##### Data excerpts
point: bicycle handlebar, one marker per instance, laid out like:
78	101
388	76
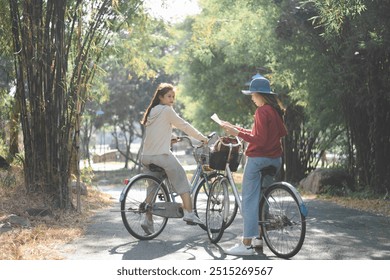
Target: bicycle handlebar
239	142
181	138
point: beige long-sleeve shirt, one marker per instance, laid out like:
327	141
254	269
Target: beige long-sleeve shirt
158	130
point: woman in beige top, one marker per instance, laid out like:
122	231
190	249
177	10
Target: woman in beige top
159	120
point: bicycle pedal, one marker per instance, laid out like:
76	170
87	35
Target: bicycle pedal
258	249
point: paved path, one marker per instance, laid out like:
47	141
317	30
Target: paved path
333	233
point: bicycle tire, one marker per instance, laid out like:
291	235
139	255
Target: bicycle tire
200	196
282	224
134	206
217	207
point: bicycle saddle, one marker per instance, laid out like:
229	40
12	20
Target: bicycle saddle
155	168
268	171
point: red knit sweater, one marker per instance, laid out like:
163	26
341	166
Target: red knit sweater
265	137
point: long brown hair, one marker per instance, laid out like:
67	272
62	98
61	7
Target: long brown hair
161	90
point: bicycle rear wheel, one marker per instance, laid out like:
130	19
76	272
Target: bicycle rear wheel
200	197
136	204
217	209
282	224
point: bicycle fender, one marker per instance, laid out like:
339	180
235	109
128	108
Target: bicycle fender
302	206
127	186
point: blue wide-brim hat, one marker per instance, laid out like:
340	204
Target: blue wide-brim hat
258	84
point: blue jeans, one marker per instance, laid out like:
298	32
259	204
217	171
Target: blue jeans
251	192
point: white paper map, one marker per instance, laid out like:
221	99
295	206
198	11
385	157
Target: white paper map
215	118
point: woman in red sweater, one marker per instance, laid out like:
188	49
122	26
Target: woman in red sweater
264	149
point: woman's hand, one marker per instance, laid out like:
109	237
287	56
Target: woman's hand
229	128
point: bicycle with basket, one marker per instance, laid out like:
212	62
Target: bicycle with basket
154	195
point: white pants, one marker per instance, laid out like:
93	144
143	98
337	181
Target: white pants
175	171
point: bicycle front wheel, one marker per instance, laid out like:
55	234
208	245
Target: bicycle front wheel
136	205
217	209
282	224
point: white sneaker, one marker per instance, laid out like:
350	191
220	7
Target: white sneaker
147	225
191	218
240	250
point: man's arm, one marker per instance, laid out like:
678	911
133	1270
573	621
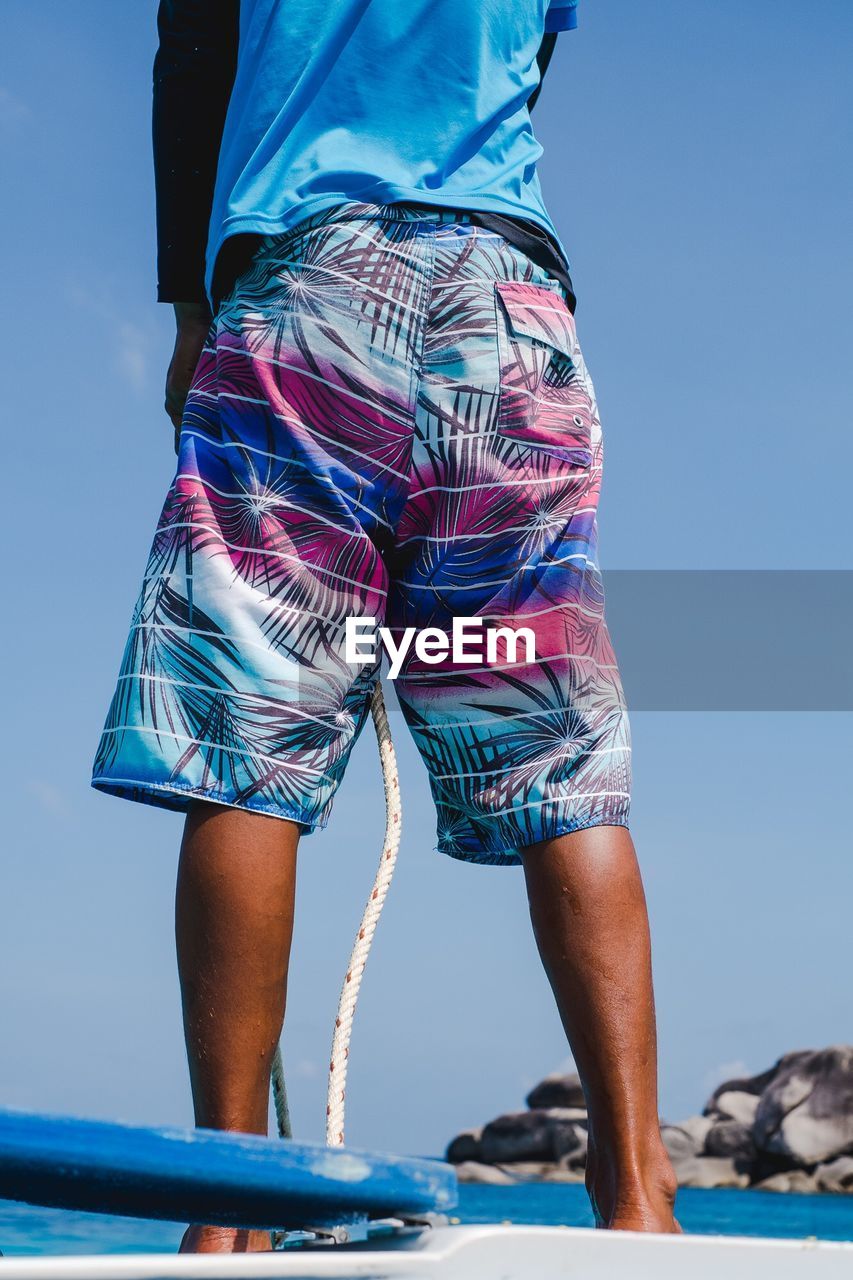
##########
Work to be completed:
Reproduce the whole listing above line for line, character for character, leaving out the pictures.

Solution to this task:
point: bicycle handlebar, one marker per instance, laid out like:
78	101
388	76
Target: bicycle handlebar
239	142
181	138
point: beige long-sleeve shirt, one marker per instance, laid out like:
327	141
254	269
Target: beige long-sleeve shirt
158	130
point: woman in beige top, one marker per instance, laid out like:
122	231
190	249
177	10
Target: woman in beige top
159	120
point: bicycle pedal, one marker per instance, laid out like:
76	170
87	35
Target: bicycle pedal
258	249
point: paved path, one marker per instance, laid out like:
47	141
317	30
Target: paved path
333	233
point: bicycle tire, one marker per instance, laid out like:
291	235
139	255
Target: bicycle tire
200	196
282	224
134	206
217	207
point: bicycle saddle, one marker per instance, laid out like:
229	40
12	20
Target: bicycle saddle
155	168
268	171
point: red knit sweater, one marker per instance, laid out like:
163	26
341	166
Target: red knit sweater
265	137
point: long brown hair, one marker per instance, laid out like:
67	272
62	98
61	7
Target: long brown hair
161	90
point: bicycle rear wheel, one marker per instance, laid out like:
130	19
76	272
Target: bicycle rear wheel
200	197
136	204
217	209
282	224
point: bicycle fender, one marker per instance, laid out like:
339	180
235	109
128	108
Target: bicycle fender
302	206
127	186
point: blue wide-brim hat, one marker per instance, laid out like:
340	204
Target: blue wide-brim hat
258	84
point: blue jeans, one marker per instance, laid out like:
298	32
259	204
217	171
Target: blue jeans
251	192
point: white paper map, one marker per instance, laid out like:
221	99
295	206
198	11
385	157
Target: white paper map
215	118
point: woman in red sweater, one marker per instance, laid out like:
188	49
122	26
Target: woman in red sweater
264	149
point: woman's hand, one marker per instance, laid out like:
109	237
287	56
Target: woman's hand
229	128
point: bicycle with basket, one marker per instance, laid out like:
212	62
Target: bicycle with basket
154	195
point: white pants, one marker per instance, laid out like:
93	144
143	98
337	181
Target: white pants
175	171
point: bicycle front wheel, one marker per instance, laid out like:
55	234
208	245
Target: bicycle front wheel
136	205
217	209
282	224
point: white sneaker, one marker per instance, laid out like:
350	191
220	7
Target: white sneaker
147	225
191	218
240	250
point: man's arm, one marker per instance, laid out like:
678	911
133	1270
573	621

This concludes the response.